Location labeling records
______________________________

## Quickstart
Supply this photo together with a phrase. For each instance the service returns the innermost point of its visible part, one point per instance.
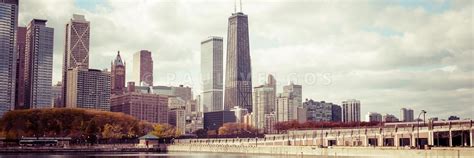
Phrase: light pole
(418, 128)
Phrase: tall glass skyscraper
(76, 47)
(238, 85)
(8, 26)
(38, 64)
(212, 74)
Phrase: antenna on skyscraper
(240, 5)
(235, 6)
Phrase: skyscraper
(38, 64)
(143, 68)
(264, 102)
(351, 110)
(212, 74)
(117, 75)
(88, 88)
(8, 26)
(238, 85)
(20, 68)
(76, 48)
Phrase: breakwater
(331, 152)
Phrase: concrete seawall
(336, 151)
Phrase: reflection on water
(144, 155)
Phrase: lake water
(142, 155)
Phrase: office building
(239, 113)
(214, 120)
(147, 107)
(286, 110)
(212, 73)
(38, 65)
(117, 75)
(76, 53)
(406, 115)
(336, 113)
(177, 118)
(238, 85)
(351, 110)
(88, 88)
(8, 57)
(20, 68)
(56, 94)
(143, 68)
(389, 118)
(264, 102)
(318, 111)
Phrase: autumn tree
(165, 131)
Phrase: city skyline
(417, 89)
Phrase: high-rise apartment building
(38, 69)
(143, 68)
(76, 48)
(286, 110)
(56, 94)
(212, 74)
(117, 75)
(264, 102)
(406, 115)
(8, 57)
(238, 85)
(296, 91)
(351, 110)
(148, 107)
(20, 68)
(88, 88)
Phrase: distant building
(76, 53)
(296, 91)
(264, 102)
(286, 110)
(238, 84)
(389, 118)
(38, 64)
(212, 74)
(373, 117)
(215, 120)
(318, 111)
(406, 115)
(56, 94)
(177, 118)
(88, 88)
(20, 68)
(143, 68)
(148, 107)
(239, 113)
(336, 113)
(117, 75)
(351, 110)
(270, 121)
(8, 25)
(453, 118)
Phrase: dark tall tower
(38, 64)
(76, 54)
(118, 76)
(8, 26)
(238, 85)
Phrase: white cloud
(386, 54)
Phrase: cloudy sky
(388, 54)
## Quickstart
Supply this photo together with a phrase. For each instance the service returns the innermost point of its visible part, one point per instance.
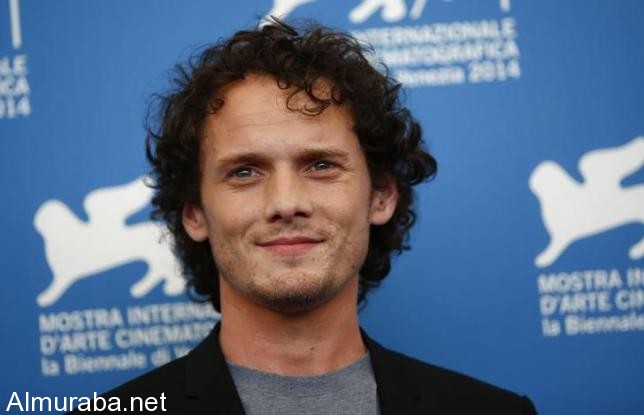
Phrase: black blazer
(200, 383)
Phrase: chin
(296, 299)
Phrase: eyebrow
(305, 155)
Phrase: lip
(289, 246)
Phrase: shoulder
(443, 390)
(168, 379)
(162, 388)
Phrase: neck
(310, 343)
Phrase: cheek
(230, 220)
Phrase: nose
(287, 196)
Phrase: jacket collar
(210, 386)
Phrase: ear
(383, 202)
(194, 222)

______________________________

▶ _What you will do_: The data should be printed again unchanged; leave its pictures out.

▶ _Finished task_:
## Quickstart
Supply this photo together with a phrase. For each instance the service returns the innermost point of its visible part, one point per instance.
Phrase: light pole
(418, 128)
Phrase: tall glass skyscraper
(76, 47)
(238, 85)
(8, 26)
(38, 64)
(212, 74)
Phrase: antenna on skyscraper
(240, 5)
(235, 6)
Phrase: skyscraper
(38, 64)
(143, 68)
(264, 102)
(351, 110)
(212, 74)
(117, 75)
(88, 88)
(8, 26)
(238, 85)
(20, 68)
(76, 48)
Phrase: breakwater
(331, 152)
Phrase: concrete seawall
(336, 151)
Phrase: reflection on water
(144, 155)
Phrase: lake water
(142, 155)
Phrase: office building
(239, 113)
(214, 120)
(147, 107)
(286, 110)
(212, 73)
(38, 65)
(117, 75)
(76, 53)
(406, 115)
(336, 113)
(177, 118)
(238, 85)
(351, 110)
(88, 88)
(8, 57)
(20, 68)
(56, 94)
(143, 68)
(389, 118)
(264, 102)
(318, 111)
Phrase: autumn tree
(165, 131)
Phrase: city skyline
(417, 89)
Phrase: high-rise apartment building
(38, 69)
(143, 68)
(76, 48)
(286, 110)
(56, 94)
(212, 74)
(117, 75)
(264, 102)
(406, 115)
(8, 57)
(238, 85)
(296, 91)
(351, 110)
(148, 107)
(20, 68)
(88, 88)
Phrase: distant building
(76, 53)
(296, 91)
(264, 102)
(286, 110)
(238, 84)
(389, 118)
(38, 64)
(212, 74)
(373, 117)
(215, 120)
(318, 111)
(406, 115)
(56, 94)
(177, 118)
(88, 88)
(20, 68)
(143, 68)
(148, 107)
(239, 113)
(336, 113)
(117, 75)
(351, 110)
(270, 121)
(8, 25)
(453, 118)
Phrase: dark tall tower
(38, 64)
(76, 54)
(118, 76)
(8, 26)
(238, 85)
Phrase: white cloud
(386, 54)
Phrase: cloudy sky
(388, 54)
## Quickstart
Supply this photo together with a phrase. For each instance the service returns the innermost point of its visible part, one point per instance.
Phrase: black blazer
(200, 383)
Phrase: chin
(296, 299)
Phrase: eyebrow
(305, 155)
Phrase: lip
(289, 246)
Phrase: shoulder
(443, 390)
(168, 379)
(162, 388)
Phrase: neck
(310, 343)
Phrase: cheek
(230, 220)
Phrase: nose
(287, 196)
Phrase: jacket collar
(210, 386)
Phrase: ear
(383, 202)
(194, 222)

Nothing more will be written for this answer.